### TEXT
***

The overall structure of the routine compare() (see compare.c) is:

for all new files
	for all texts it must be compared to
		for all positions in the new file
			for all positions in the text
				for ever increasing sizes
					try to match and keep the best

If for a given position in the new file a good run (i.e. on of at least
minimum length) has been found, the run is registered using a call of
add_run(), the run is skipped in the new file and searching continues at
the position after it.  This prevents duplicate reports of runs.

Add_run() (see add_run.c) allocates a struct run for the run (see sim.h)
which contains two struct chunks and a quality description.  It fills
in the two chunks with the pertinent info, one for the first file and
one for the second (which may be the same, if the run relates two chunks
in the same file).

The run is then entered into the arbitrary-in-sorted-out store aiso (see
aiso.spc and aiso.bdy, a genuine abstract data type in C!), in which it
is inserted according to its quality.  Both positions (struct position)
in both chunks in the run (so four in total) are each entered in a
linked list starting at the tx_pos field in the struct text of the
appropriate file.

When this is finished, the forward reference table can be deleted.

So the final results of this phase are visible both through the tx_pos
fields and through the aiso interface.


	DETERMINING THE EXACT POSITION OF EACH RUN (PASS 2)

***

### AVAILABLE DATA

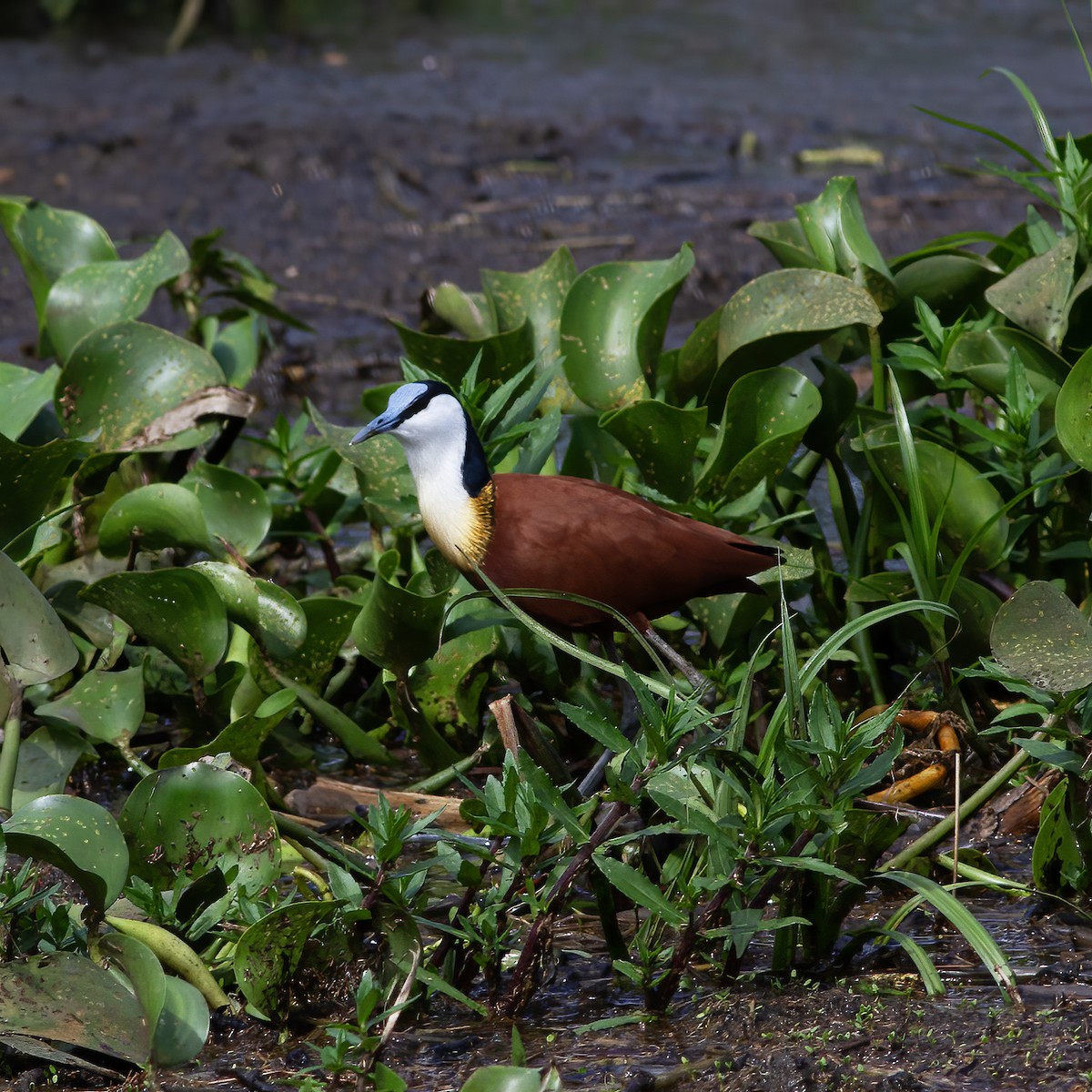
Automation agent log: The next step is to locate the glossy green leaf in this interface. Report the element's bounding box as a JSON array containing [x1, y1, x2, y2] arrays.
[[393, 322, 535, 389], [0, 435, 87, 547], [202, 315, 262, 389], [152, 976, 209, 1066], [986, 235, 1077, 349], [854, 426, 1009, 569], [600, 399, 705, 500], [561, 245, 693, 410], [4, 794, 129, 910], [46, 231, 190, 361], [234, 902, 337, 1020], [56, 322, 224, 450], [0, 197, 118, 356], [98, 481, 222, 557], [11, 724, 94, 810], [34, 667, 144, 743], [190, 561, 307, 660], [0, 552, 78, 686], [428, 280, 498, 340], [989, 580, 1092, 693], [159, 689, 296, 780], [0, 361, 61, 440], [353, 551, 450, 678], [1054, 349, 1092, 470], [481, 247, 577, 413], [82, 569, 228, 679], [697, 368, 823, 500], [178, 462, 273, 557], [118, 763, 280, 895], [706, 268, 883, 411], [0, 951, 149, 1066]]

***

### EXERCISE REQUIREMENTS
**a.** Translate this sentence from the text on the compare() routine into German: "When this is finished, the forward reference table can be deleted."
**b.** Write the next part of the text on the compare() routine, beginning under its last heading about pass 2.

### TASK-BY-TASK ANSWERS
**a.** Wenn dies abgeschlossen ist, kann die Vorwärtsreferenztabelle gelöscht werden.

**b.**
The purpose of this pass is to find for each chunk, which up to now is
known by token position only, its starting and ending line number and the
fseek position of the beginning of the starting line (which need not and
generally will not be the fseek position of the first token in the run).

For each file that has a non-zero tx_pos field, ie. that has some
interesting chunks, the positions in the tx_pos list are sorted on
ascending line number (they have been found in essentially arbitrary
order) by sort_pos() in pass2.c.

Next we scan the pos list and the file in parallel, updating the info in
a position when we meet it.  A position carries an indication whether it
is a starting or an ending position, since slightly differing
calculations have to be done in each case.

Actually, if the nl_buff[] data structure still exists, the file is not
accessed at all and the data from nl_buff[] is used instead.  This is
done transparently in stream.c.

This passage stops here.